** Tarea planteada **
Reproduce palabra por palabra todos los ítems que aparecen a continuación, sin omitir ni modificar ninguna línea.

** Ítems proporcionados **
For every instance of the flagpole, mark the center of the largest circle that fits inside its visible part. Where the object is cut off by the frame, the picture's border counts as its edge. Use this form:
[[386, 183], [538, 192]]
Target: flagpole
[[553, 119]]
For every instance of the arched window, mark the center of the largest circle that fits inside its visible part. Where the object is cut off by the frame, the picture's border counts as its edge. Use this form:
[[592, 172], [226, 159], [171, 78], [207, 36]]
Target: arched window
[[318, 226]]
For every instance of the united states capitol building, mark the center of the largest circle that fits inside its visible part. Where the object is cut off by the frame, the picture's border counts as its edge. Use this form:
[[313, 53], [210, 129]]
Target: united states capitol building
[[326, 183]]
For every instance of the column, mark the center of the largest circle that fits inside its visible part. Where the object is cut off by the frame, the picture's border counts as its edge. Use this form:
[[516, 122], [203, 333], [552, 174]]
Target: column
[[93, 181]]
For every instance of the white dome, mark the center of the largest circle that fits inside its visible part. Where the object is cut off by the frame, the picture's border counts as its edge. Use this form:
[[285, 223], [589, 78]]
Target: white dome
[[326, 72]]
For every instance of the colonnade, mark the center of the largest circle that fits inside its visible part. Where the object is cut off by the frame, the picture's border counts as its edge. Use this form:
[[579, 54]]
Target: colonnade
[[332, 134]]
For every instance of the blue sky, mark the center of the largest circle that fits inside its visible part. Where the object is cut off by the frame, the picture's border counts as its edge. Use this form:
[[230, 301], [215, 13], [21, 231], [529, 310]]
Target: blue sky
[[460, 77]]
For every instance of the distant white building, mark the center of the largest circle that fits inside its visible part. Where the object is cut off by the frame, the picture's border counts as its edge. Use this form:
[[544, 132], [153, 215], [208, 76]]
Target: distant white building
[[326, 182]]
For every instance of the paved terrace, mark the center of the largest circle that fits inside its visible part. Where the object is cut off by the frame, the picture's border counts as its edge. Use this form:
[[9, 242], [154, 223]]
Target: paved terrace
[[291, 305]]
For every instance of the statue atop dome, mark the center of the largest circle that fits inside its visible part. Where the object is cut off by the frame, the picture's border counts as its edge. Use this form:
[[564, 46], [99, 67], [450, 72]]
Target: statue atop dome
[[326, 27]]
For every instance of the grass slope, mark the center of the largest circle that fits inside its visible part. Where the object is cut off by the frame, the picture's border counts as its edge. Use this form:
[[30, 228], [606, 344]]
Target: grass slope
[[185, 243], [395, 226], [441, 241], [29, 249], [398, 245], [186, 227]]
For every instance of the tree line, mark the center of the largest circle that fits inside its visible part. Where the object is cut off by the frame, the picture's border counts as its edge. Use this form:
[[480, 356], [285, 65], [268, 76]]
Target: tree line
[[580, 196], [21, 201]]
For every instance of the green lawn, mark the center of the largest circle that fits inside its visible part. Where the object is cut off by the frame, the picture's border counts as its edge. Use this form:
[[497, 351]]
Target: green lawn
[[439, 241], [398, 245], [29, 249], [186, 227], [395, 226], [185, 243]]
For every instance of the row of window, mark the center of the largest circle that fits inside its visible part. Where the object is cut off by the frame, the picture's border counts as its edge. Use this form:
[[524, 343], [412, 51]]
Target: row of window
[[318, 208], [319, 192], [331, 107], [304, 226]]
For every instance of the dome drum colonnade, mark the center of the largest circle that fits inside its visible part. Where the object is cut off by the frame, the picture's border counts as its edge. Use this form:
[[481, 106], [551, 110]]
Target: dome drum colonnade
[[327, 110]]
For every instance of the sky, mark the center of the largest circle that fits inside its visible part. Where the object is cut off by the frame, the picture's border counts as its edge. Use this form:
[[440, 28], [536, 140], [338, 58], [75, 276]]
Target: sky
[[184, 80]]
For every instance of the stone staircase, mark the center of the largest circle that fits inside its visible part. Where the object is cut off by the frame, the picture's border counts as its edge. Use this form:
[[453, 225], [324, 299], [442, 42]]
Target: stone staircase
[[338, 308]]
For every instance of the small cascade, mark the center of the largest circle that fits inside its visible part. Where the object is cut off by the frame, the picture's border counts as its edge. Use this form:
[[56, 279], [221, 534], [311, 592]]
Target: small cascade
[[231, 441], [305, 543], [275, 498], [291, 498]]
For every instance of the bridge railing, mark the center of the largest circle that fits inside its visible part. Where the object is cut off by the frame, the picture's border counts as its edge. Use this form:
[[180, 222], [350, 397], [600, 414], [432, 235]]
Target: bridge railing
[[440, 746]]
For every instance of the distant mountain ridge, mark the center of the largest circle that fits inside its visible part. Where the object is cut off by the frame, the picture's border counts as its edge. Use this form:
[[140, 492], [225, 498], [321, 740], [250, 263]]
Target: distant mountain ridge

** Problema resuelto **
For every instance of the flagpole, mark the center of the largest circle that fits inside its visible part. Where the object is cut off by the frame, the picture's border counts as its edge. Use this form:
[[386, 183], [538, 192]]
Target: flagpole
[[553, 119]]
For every instance of the arched window, mark the center of the largest circle that fits inside its visible part. Where the object is cut off by the frame, the picture's border counts as its edge. Use this form:
[[592, 172], [226, 159], [171, 78], [207, 36]]
Target: arched window
[[318, 226]]
For every instance of the united states capitol building, mark the center of the largest circle that fits inside its visible part. Where the object is cut off by the frame, the picture's border counts as its edge. Use this form:
[[313, 53], [210, 129]]
Target: united states capitol building
[[326, 183]]
For every instance of the column, mark the center of the largest circle that fits inside its visible part. Where the object is cut off by the frame, the picture's border counts as its edge. Use this form:
[[516, 122], [203, 333], [552, 174]]
Target: column
[[93, 181]]
For every instance of the white dome, mark the center of the largest circle that fits inside its visible part. Where the object is cut off by the frame, the picture's border counts as its edge. Use this form:
[[285, 223], [589, 78]]
Target: white dome
[[326, 72]]
For every instance of the colonnade, mark the center of the largest circle that fits inside its visible part. Where the object is cut off by the frame, the picture's border counts as its edge. Use this form:
[[579, 54]]
Target: colonnade
[[332, 134]]
For every instance of the blue sky, mark the center of the largest circle that fits inside its visible part. Where the object is cut off by the frame, the picture's border counts as its edge. Use this form:
[[230, 301], [215, 13], [21, 231], [529, 310]]
Target: blue sky
[[460, 77]]
For every instance of the distant white building, mark the center of the largest circle that fits inside its visible part. Where the object is cut off by the frame, the picture's border counts as its edge. Use this form:
[[544, 132], [153, 215], [208, 76]]
Target: distant white building
[[326, 182]]
For every instance of the paved terrace, mark the center of the largest circle that fits inside its visible part. Where the object is cut off by the frame, the picture's border counts as its edge. Use this form:
[[9, 242], [154, 223]]
Target: paved terrace
[[291, 305]]
For every instance of the statue atop dome, mark the center of the largest circle that fits inside its visible part. Where the object is cut off by the frame, the picture's border counts as its edge. Use this form:
[[564, 46], [99, 67], [450, 72]]
Target: statue atop dome
[[326, 27]]
For every instance of the grass slope, mark the center of the largest circle that fits inside its visible part. Where the object is cut off by the frame, the picture's border counts as its edge. Use this form:
[[30, 228], [606, 344]]
Target: grass slope
[[185, 243], [395, 226], [441, 241], [29, 249], [398, 245], [186, 227]]
For every instance of the tree line, mark the center of the largest circle that fits inside its visible part. Where the object is cut off by the frame, the picture's border counts as its edge. Use this form:
[[480, 356], [285, 65], [268, 76]]
Target: tree line
[[580, 196], [21, 201]]
For every instance of the green lawn, mark the center of the largest circle that fits inside its visible part. Where the object is cut off by the frame, the picture's border counts as its edge. Use this form:
[[497, 351]]
Target: green lawn
[[439, 241], [398, 245], [29, 249], [186, 227], [395, 226], [185, 243]]
For every instance of the row of window, mark the center of the largest circle that fits inside its visible part. Where the object is cut off by the frame, the picture's border counts as its edge. Use this form:
[[524, 343], [412, 51]]
Target: row of window
[[318, 208], [319, 192], [331, 107], [304, 226]]
For every instance of the dome drum colonnade, mark the center of the largest circle that fits inside its visible part. Where the object is cut off by the frame, the picture's border counts as its edge. Use this form:
[[481, 106], [551, 110]]
Target: dome drum colonnade
[[327, 110]]
For every instance of the sky, mark the center of the largest circle that fits inside its visible part. Where the object is cut off by the frame, the picture's border counts as its edge. Use this form:
[[440, 28], [536, 140], [338, 58], [75, 276]]
Target: sky
[[184, 80]]
For every instance of the stone staircase, mark the center of the largest circle that fits inside its visible part. Where the object is cut off by the frame, the picture's border counts as its edge. Use this form:
[[453, 225], [324, 299], [442, 42]]
Target: stone staircase
[[338, 308]]
For every instance of the small cascade, mark the center of the largest circle that fits inside its visible part. Where the object is cut off by the frame, the picture's border counts as its edge. Use this form:
[[56, 279], [221, 534], [311, 592]]
Target: small cascade
[[231, 441], [305, 543], [275, 498], [291, 498]]
For every instance of the bridge railing, mark the center of the largest circle that fits inside its visible part. Where the object is cut off by the frame, the picture's border counts as its edge. Use this form:
[[180, 222], [350, 397], [600, 414], [432, 235]]
Target: bridge railing
[[440, 746]]
For every instance of the distant mountain ridge, mark the center of the largest circle that fits inside its visible part. Where the object is cut off by the frame, the picture's border counts as its edge. Use this form:
[[140, 492], [225, 498], [321, 740], [250, 263]]
Target: distant mountain ridge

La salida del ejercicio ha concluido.